_Short exercise_: Format every line below, from the line containing "target | shadow on grass" down to the last line, as a JSON list of strings with one string per line and no blank lines.

_Data supplied_:
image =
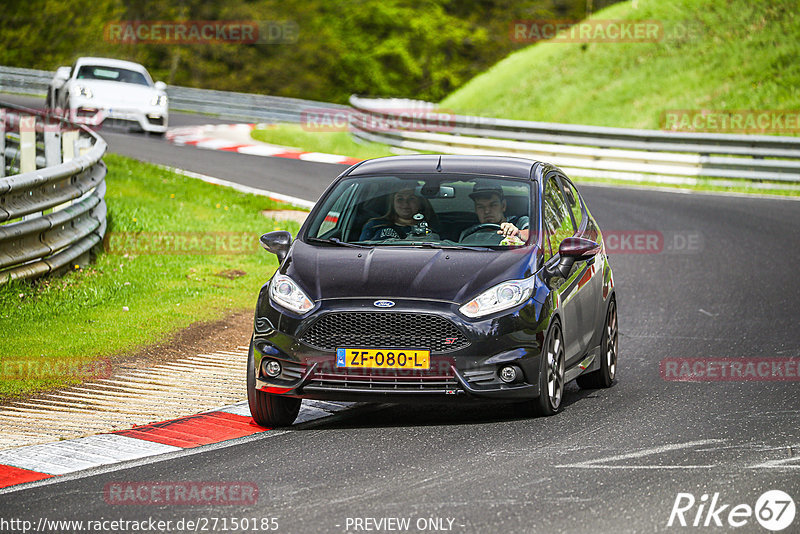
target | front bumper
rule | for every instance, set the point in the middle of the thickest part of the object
(468, 372)
(148, 118)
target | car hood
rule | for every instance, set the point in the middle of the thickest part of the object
(120, 93)
(330, 272)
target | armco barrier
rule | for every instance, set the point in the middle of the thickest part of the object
(54, 214)
(585, 151)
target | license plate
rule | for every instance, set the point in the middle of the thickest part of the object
(384, 358)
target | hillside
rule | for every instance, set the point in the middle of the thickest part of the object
(314, 49)
(715, 54)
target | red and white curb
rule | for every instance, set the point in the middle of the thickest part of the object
(236, 138)
(38, 462)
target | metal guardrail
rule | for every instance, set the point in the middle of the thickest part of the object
(585, 151)
(54, 214)
(247, 106)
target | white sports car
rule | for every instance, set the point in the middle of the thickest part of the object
(97, 90)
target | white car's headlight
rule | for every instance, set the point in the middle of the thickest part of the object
(159, 100)
(285, 292)
(84, 91)
(500, 297)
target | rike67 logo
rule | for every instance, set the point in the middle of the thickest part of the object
(774, 510)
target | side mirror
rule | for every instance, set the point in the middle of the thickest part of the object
(62, 73)
(277, 242)
(573, 249)
(578, 248)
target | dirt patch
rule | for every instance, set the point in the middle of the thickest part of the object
(198, 338)
(207, 337)
(286, 215)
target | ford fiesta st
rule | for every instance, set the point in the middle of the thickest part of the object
(436, 278)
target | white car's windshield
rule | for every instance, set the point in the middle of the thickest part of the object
(111, 74)
(426, 210)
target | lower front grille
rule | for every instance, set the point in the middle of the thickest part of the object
(362, 383)
(385, 330)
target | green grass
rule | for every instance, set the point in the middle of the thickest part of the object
(702, 186)
(72, 321)
(339, 143)
(716, 55)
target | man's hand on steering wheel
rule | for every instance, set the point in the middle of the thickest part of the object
(507, 229)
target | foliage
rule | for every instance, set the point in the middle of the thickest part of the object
(716, 54)
(401, 48)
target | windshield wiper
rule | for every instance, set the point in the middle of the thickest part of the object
(427, 244)
(334, 241)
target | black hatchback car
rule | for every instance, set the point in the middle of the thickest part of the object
(435, 278)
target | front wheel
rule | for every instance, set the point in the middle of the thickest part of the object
(268, 410)
(551, 372)
(604, 377)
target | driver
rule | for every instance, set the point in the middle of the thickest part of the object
(490, 207)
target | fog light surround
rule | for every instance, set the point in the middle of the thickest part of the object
(509, 374)
(271, 368)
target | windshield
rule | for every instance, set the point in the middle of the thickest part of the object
(112, 74)
(442, 210)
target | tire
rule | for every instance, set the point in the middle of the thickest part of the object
(268, 410)
(551, 372)
(609, 349)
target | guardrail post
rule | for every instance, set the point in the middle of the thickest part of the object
(52, 143)
(68, 141)
(2, 143)
(27, 144)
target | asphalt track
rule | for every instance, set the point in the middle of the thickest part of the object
(722, 284)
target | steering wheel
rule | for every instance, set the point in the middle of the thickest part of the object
(485, 227)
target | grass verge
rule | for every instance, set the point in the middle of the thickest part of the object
(339, 143)
(60, 330)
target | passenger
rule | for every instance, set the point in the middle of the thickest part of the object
(398, 222)
(490, 207)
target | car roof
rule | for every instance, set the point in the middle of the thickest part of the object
(109, 62)
(431, 163)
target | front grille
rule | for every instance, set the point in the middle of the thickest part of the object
(385, 330)
(411, 384)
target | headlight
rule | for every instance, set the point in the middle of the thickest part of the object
(500, 297)
(284, 291)
(84, 91)
(159, 100)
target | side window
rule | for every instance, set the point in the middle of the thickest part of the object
(334, 217)
(557, 222)
(574, 203)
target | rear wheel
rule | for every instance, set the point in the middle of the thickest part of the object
(551, 372)
(268, 410)
(604, 377)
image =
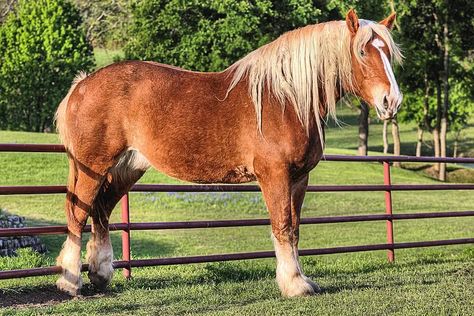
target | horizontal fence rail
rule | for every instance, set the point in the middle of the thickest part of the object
(126, 226)
(55, 189)
(49, 230)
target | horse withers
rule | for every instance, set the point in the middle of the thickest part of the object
(260, 119)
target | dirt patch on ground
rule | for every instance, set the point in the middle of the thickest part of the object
(40, 296)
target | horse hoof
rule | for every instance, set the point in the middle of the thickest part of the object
(98, 280)
(69, 287)
(300, 286)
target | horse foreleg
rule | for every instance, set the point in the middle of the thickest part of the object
(298, 191)
(78, 204)
(284, 199)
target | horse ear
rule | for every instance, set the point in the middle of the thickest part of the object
(352, 21)
(389, 21)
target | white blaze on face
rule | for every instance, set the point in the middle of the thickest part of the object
(395, 97)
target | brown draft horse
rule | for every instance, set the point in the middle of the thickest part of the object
(261, 119)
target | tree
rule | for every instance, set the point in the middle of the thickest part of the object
(439, 36)
(6, 6)
(212, 34)
(43, 46)
(106, 21)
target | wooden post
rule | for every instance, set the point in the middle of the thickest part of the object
(388, 210)
(127, 271)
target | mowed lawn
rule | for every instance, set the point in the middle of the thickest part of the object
(433, 281)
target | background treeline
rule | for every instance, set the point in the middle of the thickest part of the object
(44, 43)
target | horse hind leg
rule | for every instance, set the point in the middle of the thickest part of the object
(129, 169)
(83, 185)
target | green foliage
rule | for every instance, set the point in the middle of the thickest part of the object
(25, 258)
(43, 46)
(106, 21)
(210, 35)
(421, 37)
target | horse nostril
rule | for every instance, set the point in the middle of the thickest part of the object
(385, 102)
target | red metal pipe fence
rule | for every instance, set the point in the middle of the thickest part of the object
(126, 226)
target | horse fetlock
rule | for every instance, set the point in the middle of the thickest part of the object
(100, 257)
(99, 280)
(297, 285)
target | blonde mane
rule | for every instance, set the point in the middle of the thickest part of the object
(307, 65)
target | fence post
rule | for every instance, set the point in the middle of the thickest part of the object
(388, 209)
(126, 236)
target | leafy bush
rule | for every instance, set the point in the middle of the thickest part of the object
(209, 35)
(25, 258)
(43, 46)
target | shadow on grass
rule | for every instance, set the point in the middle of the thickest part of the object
(342, 278)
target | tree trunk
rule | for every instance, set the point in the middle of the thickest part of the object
(384, 136)
(419, 141)
(363, 129)
(396, 140)
(444, 117)
(437, 127)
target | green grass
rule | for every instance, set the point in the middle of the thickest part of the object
(433, 281)
(104, 57)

_Exercise output_:
[
  "target | shadow on grass",
  "rule | for every instance, set the point in the middle of the thickest part of the object",
  "(342, 278)",
  "target | tree trunk",
  "rule | for every instance, set the point in the middle of the thickest part of the object",
  "(384, 136)",
  "(419, 141)",
  "(363, 129)",
  "(396, 140)",
  "(444, 117)",
  "(437, 127)",
  "target | green grass",
  "rule | for every instance, set the point in the middle of the thickest part of the object",
  "(433, 281)",
  "(104, 57)"
]